| GIVEN INSTRUCTION |
Duplicate the entries from the line containing "Detect the tree and provide its bounding box." through the line containing "[268,377,310,389]", inclusive, reproducing each line without any change.

| INFORMATION SUPPLIED |
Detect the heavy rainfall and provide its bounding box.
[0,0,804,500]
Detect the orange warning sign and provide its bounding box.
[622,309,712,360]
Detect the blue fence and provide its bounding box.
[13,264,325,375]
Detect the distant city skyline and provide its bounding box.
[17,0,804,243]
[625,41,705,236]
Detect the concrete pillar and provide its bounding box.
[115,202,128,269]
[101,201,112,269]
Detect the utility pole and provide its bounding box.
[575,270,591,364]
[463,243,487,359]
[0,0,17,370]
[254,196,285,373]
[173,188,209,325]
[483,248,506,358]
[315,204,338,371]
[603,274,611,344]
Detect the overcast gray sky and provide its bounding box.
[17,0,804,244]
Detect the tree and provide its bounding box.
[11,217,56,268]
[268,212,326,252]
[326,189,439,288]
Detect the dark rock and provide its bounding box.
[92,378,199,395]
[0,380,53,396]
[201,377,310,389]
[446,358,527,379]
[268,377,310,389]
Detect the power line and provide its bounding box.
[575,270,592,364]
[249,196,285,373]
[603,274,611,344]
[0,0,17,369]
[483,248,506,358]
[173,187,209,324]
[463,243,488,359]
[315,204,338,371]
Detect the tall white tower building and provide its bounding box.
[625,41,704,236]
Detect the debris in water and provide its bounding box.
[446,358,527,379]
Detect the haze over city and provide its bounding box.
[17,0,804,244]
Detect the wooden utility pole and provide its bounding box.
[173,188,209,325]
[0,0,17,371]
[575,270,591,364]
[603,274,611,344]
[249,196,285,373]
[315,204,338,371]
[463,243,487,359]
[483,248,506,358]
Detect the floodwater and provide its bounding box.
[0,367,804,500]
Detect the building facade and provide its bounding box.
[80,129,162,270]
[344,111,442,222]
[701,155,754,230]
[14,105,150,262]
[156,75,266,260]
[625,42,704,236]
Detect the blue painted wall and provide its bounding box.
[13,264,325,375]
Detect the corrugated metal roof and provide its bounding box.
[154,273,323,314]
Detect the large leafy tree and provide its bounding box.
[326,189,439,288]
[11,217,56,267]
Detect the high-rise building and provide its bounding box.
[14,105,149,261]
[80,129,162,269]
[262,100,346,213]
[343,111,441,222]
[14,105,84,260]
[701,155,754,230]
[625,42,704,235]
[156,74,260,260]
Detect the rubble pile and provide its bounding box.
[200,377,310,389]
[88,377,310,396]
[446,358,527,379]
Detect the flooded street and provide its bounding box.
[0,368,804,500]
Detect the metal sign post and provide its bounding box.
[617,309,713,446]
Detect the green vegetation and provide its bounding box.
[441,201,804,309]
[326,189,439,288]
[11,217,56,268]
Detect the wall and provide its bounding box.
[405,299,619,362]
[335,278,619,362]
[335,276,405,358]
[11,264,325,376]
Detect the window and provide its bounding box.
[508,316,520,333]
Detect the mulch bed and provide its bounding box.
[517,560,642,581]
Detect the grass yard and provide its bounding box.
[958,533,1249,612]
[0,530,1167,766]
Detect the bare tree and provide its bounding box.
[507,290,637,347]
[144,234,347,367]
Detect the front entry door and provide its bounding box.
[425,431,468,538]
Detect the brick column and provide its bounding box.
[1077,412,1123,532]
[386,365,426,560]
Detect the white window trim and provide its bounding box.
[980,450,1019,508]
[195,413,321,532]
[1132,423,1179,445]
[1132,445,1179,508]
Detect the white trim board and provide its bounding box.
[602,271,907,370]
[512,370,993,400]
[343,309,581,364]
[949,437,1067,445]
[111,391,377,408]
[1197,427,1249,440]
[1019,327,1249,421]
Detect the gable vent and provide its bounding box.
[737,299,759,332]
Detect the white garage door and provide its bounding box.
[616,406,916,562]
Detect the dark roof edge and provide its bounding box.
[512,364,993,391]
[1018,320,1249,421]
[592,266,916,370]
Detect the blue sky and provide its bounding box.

| WRITTEN SOLUTION |
Detect the tree and provide its bounding box.
[11,217,56,268]
[268,212,326,252]
[326,189,439,288]
Detect the dark rock and provide its bounding box.
[92,378,199,395]
[0,380,53,396]
[201,377,310,389]
[446,358,527,379]
[268,377,310,389]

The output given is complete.